PROBLEM TO SOLVE
From the entries that follow, copy exactly the lines beginning at the line holding "license plate frame" and continuing through the line holding "the rear window".

Region pointing data

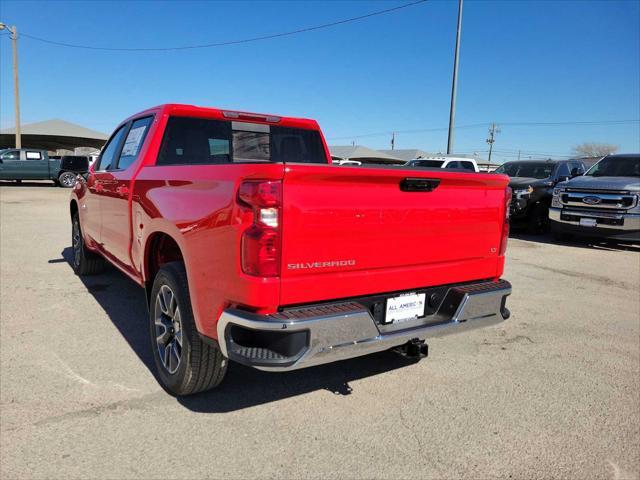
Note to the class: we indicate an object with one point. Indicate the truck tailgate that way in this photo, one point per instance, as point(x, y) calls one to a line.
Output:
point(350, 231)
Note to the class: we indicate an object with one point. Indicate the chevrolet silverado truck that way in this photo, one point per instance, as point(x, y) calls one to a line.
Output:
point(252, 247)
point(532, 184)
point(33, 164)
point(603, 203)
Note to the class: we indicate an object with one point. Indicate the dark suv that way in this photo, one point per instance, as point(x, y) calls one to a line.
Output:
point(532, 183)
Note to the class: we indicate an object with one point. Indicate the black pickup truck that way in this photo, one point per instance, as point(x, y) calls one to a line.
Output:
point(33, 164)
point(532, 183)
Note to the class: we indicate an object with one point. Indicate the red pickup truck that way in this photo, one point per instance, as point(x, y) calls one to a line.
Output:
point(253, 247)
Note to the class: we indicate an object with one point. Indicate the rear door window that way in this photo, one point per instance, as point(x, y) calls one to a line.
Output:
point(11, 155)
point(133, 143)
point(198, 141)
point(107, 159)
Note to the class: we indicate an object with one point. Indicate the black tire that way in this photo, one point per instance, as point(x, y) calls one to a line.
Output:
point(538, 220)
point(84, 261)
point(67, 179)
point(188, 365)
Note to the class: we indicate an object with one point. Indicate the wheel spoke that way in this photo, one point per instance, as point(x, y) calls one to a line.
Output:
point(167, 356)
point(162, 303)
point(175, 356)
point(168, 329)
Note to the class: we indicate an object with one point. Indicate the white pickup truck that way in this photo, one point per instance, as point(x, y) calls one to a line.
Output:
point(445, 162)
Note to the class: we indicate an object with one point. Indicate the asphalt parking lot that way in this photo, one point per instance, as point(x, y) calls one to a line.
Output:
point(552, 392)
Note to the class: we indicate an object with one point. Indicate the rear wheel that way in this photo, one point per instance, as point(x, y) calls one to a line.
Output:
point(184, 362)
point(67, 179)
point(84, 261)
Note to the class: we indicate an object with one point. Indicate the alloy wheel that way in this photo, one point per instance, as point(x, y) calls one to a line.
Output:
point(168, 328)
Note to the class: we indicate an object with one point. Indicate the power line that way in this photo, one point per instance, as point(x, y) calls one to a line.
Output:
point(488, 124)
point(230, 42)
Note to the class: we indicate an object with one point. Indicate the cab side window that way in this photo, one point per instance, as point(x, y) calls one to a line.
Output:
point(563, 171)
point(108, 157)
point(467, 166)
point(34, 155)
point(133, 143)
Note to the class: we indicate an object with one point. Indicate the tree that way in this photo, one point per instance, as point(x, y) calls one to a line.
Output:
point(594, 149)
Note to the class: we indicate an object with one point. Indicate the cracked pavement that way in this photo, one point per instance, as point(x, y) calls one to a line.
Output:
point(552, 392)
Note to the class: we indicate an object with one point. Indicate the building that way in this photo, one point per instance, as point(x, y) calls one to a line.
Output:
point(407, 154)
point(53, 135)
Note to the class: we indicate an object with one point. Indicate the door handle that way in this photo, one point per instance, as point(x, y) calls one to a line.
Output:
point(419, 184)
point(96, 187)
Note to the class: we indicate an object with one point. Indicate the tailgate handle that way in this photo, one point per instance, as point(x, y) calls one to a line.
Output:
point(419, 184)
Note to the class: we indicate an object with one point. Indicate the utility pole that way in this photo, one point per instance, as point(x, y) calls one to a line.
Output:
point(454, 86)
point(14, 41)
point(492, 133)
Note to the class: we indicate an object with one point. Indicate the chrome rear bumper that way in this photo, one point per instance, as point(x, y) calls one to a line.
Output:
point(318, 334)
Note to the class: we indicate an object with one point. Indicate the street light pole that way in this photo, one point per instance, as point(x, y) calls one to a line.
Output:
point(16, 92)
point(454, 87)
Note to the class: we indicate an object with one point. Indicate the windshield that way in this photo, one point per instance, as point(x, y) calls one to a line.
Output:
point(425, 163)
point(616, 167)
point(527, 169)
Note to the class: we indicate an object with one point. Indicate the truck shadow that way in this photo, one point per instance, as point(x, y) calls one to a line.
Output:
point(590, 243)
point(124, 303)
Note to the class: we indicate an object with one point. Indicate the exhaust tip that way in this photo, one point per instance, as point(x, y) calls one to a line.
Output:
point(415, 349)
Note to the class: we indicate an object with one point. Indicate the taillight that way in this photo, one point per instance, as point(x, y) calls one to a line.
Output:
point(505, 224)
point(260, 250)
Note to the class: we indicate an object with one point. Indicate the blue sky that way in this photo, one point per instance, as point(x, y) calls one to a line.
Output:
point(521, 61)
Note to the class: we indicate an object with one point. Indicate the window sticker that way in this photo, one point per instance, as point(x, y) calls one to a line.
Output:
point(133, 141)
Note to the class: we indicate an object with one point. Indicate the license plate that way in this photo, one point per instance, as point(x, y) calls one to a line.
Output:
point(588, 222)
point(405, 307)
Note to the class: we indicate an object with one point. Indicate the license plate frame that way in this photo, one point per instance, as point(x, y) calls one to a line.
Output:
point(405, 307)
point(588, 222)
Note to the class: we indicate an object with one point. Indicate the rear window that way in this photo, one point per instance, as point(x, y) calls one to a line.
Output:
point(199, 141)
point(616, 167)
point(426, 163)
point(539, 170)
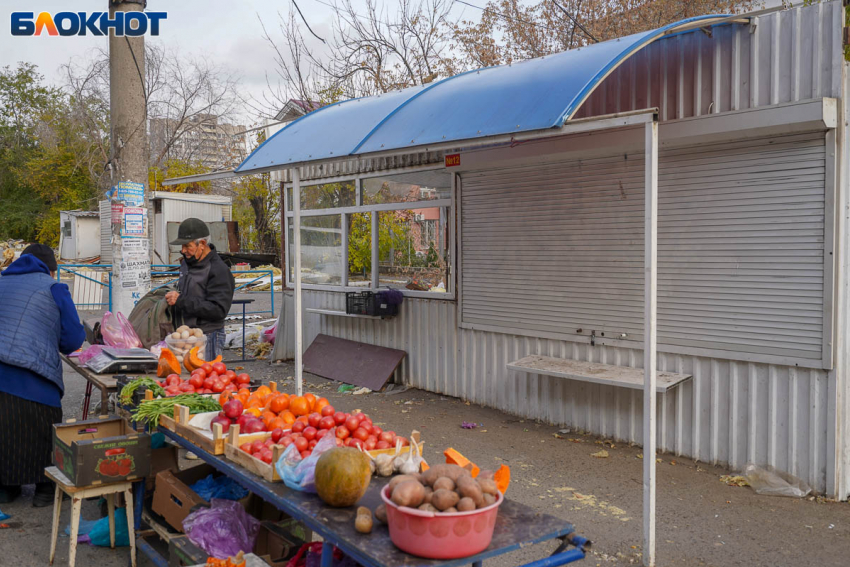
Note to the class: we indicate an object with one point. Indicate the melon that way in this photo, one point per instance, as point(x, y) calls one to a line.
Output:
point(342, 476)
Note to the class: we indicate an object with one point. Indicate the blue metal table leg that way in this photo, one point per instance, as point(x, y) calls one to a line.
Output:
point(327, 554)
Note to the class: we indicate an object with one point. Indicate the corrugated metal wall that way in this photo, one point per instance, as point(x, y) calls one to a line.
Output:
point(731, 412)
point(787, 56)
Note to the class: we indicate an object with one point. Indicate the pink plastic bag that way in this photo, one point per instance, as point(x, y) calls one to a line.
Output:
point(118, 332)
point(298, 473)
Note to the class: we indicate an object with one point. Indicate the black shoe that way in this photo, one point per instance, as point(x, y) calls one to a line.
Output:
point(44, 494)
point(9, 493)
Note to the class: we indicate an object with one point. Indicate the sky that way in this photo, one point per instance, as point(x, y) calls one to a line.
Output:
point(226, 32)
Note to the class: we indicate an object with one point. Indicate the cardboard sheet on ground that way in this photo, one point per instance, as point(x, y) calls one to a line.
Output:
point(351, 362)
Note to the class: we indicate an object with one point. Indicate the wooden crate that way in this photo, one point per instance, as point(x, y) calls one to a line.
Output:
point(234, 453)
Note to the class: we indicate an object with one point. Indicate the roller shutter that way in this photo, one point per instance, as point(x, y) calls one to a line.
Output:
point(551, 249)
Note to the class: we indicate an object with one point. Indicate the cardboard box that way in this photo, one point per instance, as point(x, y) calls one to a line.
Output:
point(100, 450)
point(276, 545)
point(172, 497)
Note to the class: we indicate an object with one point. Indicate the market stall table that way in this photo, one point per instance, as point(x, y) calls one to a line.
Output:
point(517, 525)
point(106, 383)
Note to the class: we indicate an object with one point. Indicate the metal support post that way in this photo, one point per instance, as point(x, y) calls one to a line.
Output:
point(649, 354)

...

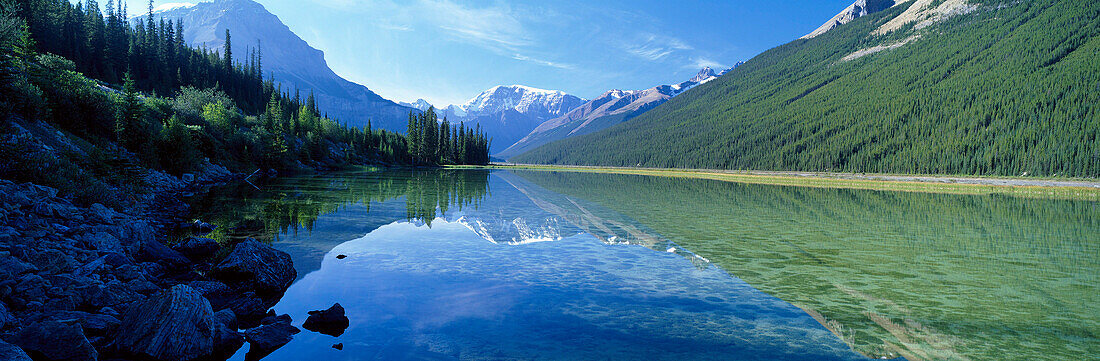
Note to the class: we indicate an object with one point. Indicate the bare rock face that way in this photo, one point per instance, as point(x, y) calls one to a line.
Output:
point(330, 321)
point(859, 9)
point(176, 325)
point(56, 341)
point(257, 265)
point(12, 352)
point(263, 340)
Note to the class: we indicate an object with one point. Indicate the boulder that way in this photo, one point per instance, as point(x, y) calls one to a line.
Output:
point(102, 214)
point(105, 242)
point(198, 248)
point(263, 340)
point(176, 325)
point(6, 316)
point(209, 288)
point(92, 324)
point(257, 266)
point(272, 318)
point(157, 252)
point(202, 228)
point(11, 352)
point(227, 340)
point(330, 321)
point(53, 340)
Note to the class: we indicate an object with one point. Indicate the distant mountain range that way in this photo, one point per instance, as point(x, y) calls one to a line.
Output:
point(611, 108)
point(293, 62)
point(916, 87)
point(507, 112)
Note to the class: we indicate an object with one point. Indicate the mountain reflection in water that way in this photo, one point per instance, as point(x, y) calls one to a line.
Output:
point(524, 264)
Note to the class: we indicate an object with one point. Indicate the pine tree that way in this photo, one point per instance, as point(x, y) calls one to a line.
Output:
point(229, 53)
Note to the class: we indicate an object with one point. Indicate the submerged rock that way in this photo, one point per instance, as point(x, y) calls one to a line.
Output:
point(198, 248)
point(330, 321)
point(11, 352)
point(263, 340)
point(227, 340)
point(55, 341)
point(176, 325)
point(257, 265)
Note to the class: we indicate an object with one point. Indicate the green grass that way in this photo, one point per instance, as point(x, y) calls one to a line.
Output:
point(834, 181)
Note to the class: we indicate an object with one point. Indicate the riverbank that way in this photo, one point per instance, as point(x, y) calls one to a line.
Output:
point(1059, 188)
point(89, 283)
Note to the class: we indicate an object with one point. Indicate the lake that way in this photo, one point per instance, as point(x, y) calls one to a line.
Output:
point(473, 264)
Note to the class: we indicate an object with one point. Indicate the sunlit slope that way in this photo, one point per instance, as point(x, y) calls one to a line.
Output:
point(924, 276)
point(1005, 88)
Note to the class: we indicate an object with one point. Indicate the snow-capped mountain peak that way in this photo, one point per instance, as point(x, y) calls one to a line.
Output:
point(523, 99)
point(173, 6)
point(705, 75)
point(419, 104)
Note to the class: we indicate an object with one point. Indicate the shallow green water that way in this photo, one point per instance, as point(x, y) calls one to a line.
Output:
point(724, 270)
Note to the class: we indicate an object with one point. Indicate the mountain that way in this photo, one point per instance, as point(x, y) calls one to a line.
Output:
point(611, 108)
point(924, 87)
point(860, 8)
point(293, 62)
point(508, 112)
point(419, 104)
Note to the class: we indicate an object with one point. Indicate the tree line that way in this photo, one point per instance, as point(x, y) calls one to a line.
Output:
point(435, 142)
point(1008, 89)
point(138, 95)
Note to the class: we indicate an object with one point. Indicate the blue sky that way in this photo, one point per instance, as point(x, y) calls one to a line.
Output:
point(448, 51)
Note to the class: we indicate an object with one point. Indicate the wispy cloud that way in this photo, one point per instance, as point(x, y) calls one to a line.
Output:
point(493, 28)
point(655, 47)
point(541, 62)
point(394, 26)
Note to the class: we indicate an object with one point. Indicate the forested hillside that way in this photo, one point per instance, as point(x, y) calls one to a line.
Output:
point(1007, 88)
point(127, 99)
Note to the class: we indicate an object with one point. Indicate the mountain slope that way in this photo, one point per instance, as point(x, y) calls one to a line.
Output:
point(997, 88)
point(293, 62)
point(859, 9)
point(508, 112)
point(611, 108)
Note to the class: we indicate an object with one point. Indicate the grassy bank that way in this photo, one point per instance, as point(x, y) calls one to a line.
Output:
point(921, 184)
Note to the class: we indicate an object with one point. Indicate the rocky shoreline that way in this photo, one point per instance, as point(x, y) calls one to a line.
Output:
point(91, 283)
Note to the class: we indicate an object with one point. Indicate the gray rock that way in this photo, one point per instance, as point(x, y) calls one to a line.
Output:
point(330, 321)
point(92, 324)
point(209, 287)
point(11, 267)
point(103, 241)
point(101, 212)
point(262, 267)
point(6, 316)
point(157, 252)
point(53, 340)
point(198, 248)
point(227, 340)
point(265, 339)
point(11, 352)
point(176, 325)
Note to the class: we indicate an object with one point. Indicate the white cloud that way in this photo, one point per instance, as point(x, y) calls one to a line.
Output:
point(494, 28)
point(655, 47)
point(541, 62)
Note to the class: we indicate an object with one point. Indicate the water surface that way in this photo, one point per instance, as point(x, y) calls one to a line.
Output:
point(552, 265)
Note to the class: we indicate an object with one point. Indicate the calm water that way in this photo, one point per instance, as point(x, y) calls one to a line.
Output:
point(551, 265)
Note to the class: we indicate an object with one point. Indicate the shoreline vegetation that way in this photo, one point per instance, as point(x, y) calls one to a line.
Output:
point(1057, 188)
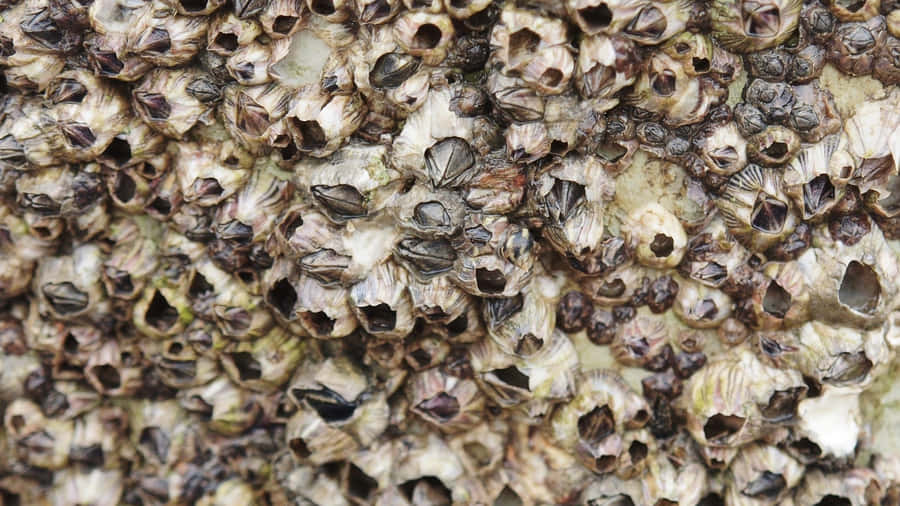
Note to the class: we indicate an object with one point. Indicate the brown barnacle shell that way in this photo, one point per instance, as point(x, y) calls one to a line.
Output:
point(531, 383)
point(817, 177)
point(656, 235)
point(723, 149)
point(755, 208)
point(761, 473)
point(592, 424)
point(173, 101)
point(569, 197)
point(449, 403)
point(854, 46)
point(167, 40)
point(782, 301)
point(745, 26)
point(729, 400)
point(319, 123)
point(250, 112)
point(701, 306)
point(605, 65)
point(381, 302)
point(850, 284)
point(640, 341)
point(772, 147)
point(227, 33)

SOLVED PROBLEM
Note to the class: we indicate an object with one point. Indicate the license plate frame that way in this photo, one point per instance, as point(x, y) calls one to a line.
Output:
point(405, 307)
point(588, 222)
Note to the class: we indicate an object with one point. Indicate the rear window that way in this photo, one point per instance, as point(x, y) calls one to a line.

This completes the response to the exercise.